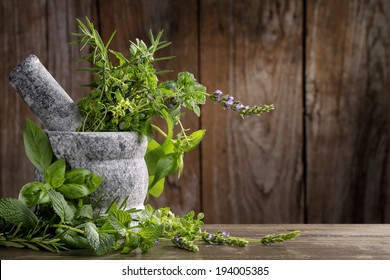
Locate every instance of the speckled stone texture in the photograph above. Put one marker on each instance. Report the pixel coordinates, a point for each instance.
(45, 97)
(118, 157)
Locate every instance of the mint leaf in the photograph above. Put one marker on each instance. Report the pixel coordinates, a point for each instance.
(37, 145)
(33, 193)
(16, 212)
(60, 206)
(149, 235)
(85, 211)
(101, 243)
(71, 239)
(192, 141)
(55, 173)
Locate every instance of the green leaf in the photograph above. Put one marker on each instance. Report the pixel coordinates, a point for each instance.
(157, 188)
(149, 235)
(79, 183)
(55, 173)
(193, 140)
(71, 239)
(153, 153)
(37, 145)
(131, 243)
(166, 166)
(86, 211)
(33, 193)
(100, 243)
(60, 206)
(16, 212)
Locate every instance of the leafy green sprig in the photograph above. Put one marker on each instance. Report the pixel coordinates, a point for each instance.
(29, 222)
(126, 95)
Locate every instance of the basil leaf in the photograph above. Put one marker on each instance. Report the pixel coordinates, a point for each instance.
(37, 145)
(153, 153)
(193, 140)
(72, 240)
(157, 188)
(166, 165)
(33, 193)
(79, 183)
(16, 212)
(60, 206)
(149, 235)
(100, 243)
(55, 173)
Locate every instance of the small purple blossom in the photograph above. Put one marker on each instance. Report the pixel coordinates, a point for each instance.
(239, 106)
(229, 101)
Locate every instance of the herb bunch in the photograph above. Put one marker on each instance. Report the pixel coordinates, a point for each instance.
(29, 222)
(126, 95)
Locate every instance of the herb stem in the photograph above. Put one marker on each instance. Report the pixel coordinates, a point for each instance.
(68, 227)
(159, 130)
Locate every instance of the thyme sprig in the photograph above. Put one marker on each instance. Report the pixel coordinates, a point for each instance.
(127, 95)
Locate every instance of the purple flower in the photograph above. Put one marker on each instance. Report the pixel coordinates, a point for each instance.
(239, 106)
(229, 101)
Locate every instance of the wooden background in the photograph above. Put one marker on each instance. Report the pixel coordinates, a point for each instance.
(321, 157)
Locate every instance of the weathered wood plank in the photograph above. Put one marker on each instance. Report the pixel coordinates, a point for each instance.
(22, 32)
(252, 169)
(134, 19)
(61, 56)
(348, 102)
(316, 242)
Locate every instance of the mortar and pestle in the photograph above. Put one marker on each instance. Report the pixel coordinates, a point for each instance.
(118, 157)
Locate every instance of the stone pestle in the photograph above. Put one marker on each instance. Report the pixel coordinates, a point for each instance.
(45, 97)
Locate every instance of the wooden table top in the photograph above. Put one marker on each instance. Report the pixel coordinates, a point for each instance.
(316, 242)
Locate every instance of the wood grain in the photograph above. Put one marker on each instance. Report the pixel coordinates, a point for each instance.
(252, 168)
(23, 32)
(134, 19)
(61, 55)
(321, 157)
(348, 102)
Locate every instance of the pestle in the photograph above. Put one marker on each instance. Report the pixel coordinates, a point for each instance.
(45, 97)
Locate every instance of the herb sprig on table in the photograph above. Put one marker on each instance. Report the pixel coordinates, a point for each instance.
(55, 215)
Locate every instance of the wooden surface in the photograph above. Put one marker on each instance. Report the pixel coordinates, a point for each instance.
(348, 103)
(316, 242)
(253, 50)
(321, 157)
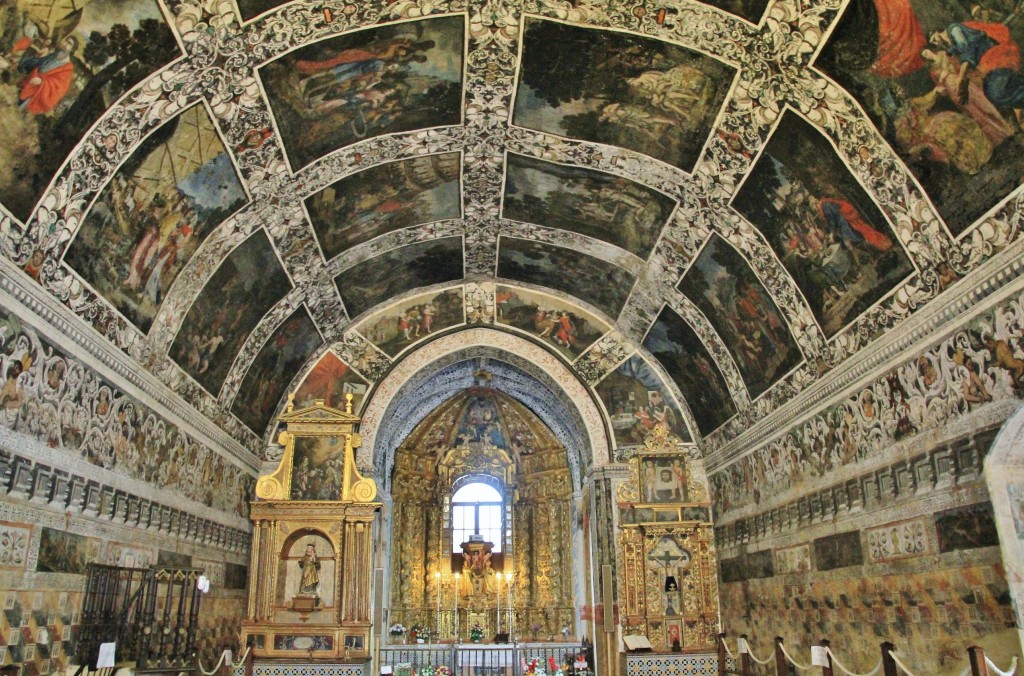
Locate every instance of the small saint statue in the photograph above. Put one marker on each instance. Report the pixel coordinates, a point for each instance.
(309, 586)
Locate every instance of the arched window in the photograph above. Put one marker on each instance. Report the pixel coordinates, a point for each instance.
(476, 508)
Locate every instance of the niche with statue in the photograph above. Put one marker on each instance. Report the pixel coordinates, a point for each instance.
(309, 592)
(668, 585)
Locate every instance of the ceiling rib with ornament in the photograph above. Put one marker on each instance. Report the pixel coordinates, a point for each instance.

________________________

**TASK DETAILS:**
Word for word, give the entries above again, with no images included.

**SOLUTION FOR THIS EXERCISE:**
Locate every instance of the speckled stone texture in the photograph above. Put one marker on each instance. Report the pixel coordinates, a point for each instance.
(45, 97)
(118, 157)
Locate every instance of the mint leaf in the photograph above. Put one marker on each instance. Report the pixel coordinates, a point for each instance.
(37, 145)
(33, 193)
(16, 212)
(60, 206)
(149, 235)
(85, 211)
(101, 243)
(71, 239)
(192, 141)
(55, 173)
Locate every instance of the green leaf in the photograph above. Put one marker on each instance. Report the pixel coordinates, a point for each instance.
(157, 188)
(149, 235)
(79, 183)
(55, 173)
(193, 140)
(71, 239)
(153, 153)
(37, 145)
(131, 243)
(166, 166)
(86, 211)
(33, 193)
(100, 243)
(60, 206)
(16, 212)
Locate every instance of the leafy green sprig in the photograph above. Put one marker on each instance. Report the pixel coordinates, a point for each instance.
(29, 222)
(126, 95)
Locate every instance of the basil leaf in the photograph above. Put one marker on each instance. Report the pixel coordinates, a point for each instance.
(37, 145)
(153, 153)
(193, 140)
(72, 240)
(157, 188)
(166, 165)
(33, 193)
(79, 183)
(16, 212)
(60, 206)
(149, 235)
(100, 243)
(55, 173)
Locate every instance of the small purple blossom in the photograph above. Put one marker on each instance. Report the pixel coordinates, a point for each instance.
(239, 106)
(229, 101)
Locate every instance of the herb bunch in the photograph above. Put one marker on each instance. Report the pixel coordinates, a point for each instance.
(29, 222)
(126, 95)
Locate every instance of the herb stem in the photograph above. Put one marker on each instance. Report the pixel coordinates, a point for each instance.
(68, 227)
(159, 130)
Locate every instance of the thyme sprig in the photograph above. Put one marker on each instance. Report the pixel coordinates, a point for each instance.
(127, 95)
Locate every instance of the purple flower in the photograph above. Put one marker on each instance. Report the pixel coordinates, a point for each instance.
(239, 106)
(229, 101)
Locate every instance of the wooden background in the photograph above. Put one marker on each instance. Report the pixel coordinates, a point for each instance.
(321, 157)
Locate every instance of the weathered wood plank in the photograph above. Put one marker on each instance. Report the pixel coordinates, a point for each instance.
(22, 32)
(252, 169)
(134, 19)
(61, 56)
(348, 102)
(316, 242)
Locate every instance of the mortar and pestle in the photograph above. Put one marker on each instance. Report the pixel coordinates, a point for each instance.
(118, 157)
Locate every instance of the stone pestle in the photograph above. Put one marker on each instance. Report the pixel coordinates, a point for each instance.
(45, 97)
Locate every instance of the wooden table top in the photograph above. Put one marker on each instance. Report the pixel coordinates, a point for each instance.
(316, 242)
Locate every instance of the wood grain in the photograph above. Put one marker on each instance. Report the pixel coordinates, a point for each instance.
(252, 168)
(23, 32)
(134, 19)
(61, 55)
(321, 157)
(348, 102)
Locate every instance of the pestle in the photograph above. Put one marker on each instance. Report the pixel coordinates, a point for each instance.
(45, 97)
Locate every instance of the herb sprig on table in the photograph above. Put one marker on each instance. Report the pixel coordinates, a point for each instance.
(55, 215)
Locate every instance of the wooden surface in the photograph above. Put one marker on each instance. Report the pixel coordinates, a point for each instance.
(348, 103)
(316, 242)
(253, 50)
(321, 157)
Locate every instance of the small saint statue in the photograph above. Put one marker on each instance. Report the pixel coordinates, a point for each instance.
(309, 586)
Locate every instance of the arched window in the photograph above. Put one marker on each instance. Report the pixel coordinates, a point for each instance.
(476, 508)
Locate every instance of the niche with statue in the photograph above. Put one marker on each instance. Report the pixel coordinates, a point for each instance.
(309, 592)
(668, 585)
Locate every instance of the ceiling rib with ornament in the photograph above. Put one marker on each instance. Report the pixel coordinates, a point for each instance.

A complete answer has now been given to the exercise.